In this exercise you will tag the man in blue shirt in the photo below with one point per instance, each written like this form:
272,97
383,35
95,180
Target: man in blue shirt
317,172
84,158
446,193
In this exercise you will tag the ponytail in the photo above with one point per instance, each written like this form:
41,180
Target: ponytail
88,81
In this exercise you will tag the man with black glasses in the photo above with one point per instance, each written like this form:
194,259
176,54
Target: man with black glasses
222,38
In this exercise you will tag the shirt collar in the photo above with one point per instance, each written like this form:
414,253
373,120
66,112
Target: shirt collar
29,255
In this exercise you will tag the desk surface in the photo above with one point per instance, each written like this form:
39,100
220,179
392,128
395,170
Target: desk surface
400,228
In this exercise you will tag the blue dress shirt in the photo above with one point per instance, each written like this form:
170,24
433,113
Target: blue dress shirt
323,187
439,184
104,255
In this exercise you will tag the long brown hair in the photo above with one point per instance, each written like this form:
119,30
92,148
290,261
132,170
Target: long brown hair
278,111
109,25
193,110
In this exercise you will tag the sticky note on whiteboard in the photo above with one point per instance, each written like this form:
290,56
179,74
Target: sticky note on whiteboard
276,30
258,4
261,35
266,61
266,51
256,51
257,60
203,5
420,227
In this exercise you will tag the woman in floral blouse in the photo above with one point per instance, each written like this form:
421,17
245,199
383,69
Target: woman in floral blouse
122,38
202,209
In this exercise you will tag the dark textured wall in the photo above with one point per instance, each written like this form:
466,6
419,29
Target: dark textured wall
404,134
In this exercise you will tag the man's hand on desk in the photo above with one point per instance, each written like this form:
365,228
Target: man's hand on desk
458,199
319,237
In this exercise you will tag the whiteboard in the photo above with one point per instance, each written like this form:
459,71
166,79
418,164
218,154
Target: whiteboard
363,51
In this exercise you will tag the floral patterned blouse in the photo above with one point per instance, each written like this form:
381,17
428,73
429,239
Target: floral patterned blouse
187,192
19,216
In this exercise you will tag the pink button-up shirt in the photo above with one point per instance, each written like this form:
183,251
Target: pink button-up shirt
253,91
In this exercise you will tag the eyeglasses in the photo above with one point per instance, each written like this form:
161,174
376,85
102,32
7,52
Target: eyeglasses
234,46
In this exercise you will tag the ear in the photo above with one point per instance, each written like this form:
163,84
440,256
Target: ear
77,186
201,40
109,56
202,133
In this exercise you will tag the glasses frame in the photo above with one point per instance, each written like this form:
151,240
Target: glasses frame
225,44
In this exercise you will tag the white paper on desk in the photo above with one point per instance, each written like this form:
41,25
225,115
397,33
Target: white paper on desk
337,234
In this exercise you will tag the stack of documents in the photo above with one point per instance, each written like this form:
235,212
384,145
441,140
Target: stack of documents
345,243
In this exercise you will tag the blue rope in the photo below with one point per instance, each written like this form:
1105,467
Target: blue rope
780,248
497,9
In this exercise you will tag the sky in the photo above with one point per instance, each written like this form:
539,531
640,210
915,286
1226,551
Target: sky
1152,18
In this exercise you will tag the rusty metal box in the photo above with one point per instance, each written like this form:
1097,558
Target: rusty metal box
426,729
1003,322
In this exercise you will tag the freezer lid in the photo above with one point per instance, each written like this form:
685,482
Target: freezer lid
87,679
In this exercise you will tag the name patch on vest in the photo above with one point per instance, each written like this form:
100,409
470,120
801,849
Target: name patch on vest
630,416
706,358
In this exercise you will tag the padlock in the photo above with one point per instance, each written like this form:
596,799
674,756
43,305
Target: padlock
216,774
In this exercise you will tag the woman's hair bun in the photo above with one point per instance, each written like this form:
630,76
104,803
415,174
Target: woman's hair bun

### TASK ITEM
Each line of the data must be retyped exactly.

### WRITTEN SOLUTION
In this exercise you will tag the man in blue shirt in the photo below with one point per instance, each written like this form:
272,97
383,35
95,180
Target: man in blue shirt
317,172
84,158
446,193
In this exercise you will tag the ponytail in the photo above with one point per instance, each written like this form:
41,180
Target: ponytail
88,81
In this exercise you will tag the man with black glasses in the photo above with one point per instance, each written like this form:
194,259
176,54
Target: man with black glasses
222,38
In this exercise you will tag the shirt collar in the photo above with one point per instance, each written like this form:
414,253
373,120
66,112
Target: shirt collar
29,255
In this exercise you will tag the desk surface in the photo above with one point per instance, each written like this form:
39,100
220,179
392,128
395,170
Target: desk surface
400,228
In this exercise you will tag the blue dress shirt in the photo above with one point per instance, each written like this form:
170,24
433,113
Target: blue dress shirt
323,187
439,184
104,255
In this exercise you will tag the long brown hair in the photo above with one point per instance, each written like this form:
119,30
92,148
290,261
132,170
Target: long brown hair
278,111
109,25
193,110
In this exercise you will tag the sticky note on whiteboard in the photo above with one point per instance, each written like this form:
290,56
179,74
Target: sticky note on whiteboard
276,30
258,4
261,35
266,61
266,51
256,51
257,60
203,5
420,227
In this exercise you will tag the woman in floral blouse in the photo above with one point per instance, each written like this form:
421,17
245,199
383,69
Target: woman in floral blouse
122,38
202,209
In this exercise you will tag the dark textured wall in the photo above with one point per instance, each written like this form:
466,6
419,29
Target: dark textured wall
404,134
In this exercise you will tag the man's hand on desk in the photo above with one point per instance, each written like this form:
365,228
Target: man's hand on desk
458,199
319,237
In this exercise you will tag the whiteboard in the photo above with one point per instance, each written like this form:
459,71
166,79
418,164
218,154
Target: whiteboard
363,51
In this exercise you will tag the floral patterned blouse in the photo above with one point per instance, each written like this form:
381,17
428,73
429,239
Target: floral patterned blouse
187,192
19,216
In this exercise you will tag the pink button-up shirt in the photo above with one point per instance, each written like this form:
183,251
Target: pink button-up shirt
253,91
In this exercise you will tag the eyeglasses in the photo above with one point per instance, each written like this form:
161,174
376,85
102,32
7,52
Target: eyeglasses
234,46
In this exercise you will tag the ear in the photo above with one point per instance, each written like this form:
163,84
440,256
Target: ear
77,186
201,40
109,56
202,133
In this exercise you will tag the glasses frame in the photo above with one point per instance, each written like this form:
151,240
Target: glasses frame
225,44
In this exercise you will tag the white paper on desk in the photo above with one point per instance, each written like this form:
41,25
225,115
397,33
Target: white paper on desk
337,234
In this exercise you will tag the stack of documents in the photo above with one point per instance, each written like this form:
235,212
384,145
441,140
Target: stack of documents
345,243
In this exercise you will tag the blue rope in the photo below with one point per instance, each written like this form:
1105,467
Target: blue rope
780,248
497,9
In this exercise you will tag the sky in the photo above with one point per instance, each written like this form:
539,531
640,210
915,286
1226,551
Target: sky
1152,18
In this exercise you will tag the rusty metal box in the photo above with one point per instance, each written like this form:
1097,558
Target: rusty metal box
426,729
1003,322
In this exercise you will tag the freezer lid in the photo above with one point per instance, each written like this form:
685,482
Target: freezer lid
87,679
In this exercise you will tag the name patch on vest in the photo above with one point per instance, each written like this form:
100,409
470,120
801,849
Target: name patch on vest
630,416
706,358
In this exercise you will tag the padlock in the photo above with one point per instance, each written like this form:
596,799
674,756
43,305
Target: padlock
216,774
In this exercise you will tag the woman's hair bun in the photo above with one point per instance, each written like this form:
630,76
104,803
415,174
Target: woman's hair bun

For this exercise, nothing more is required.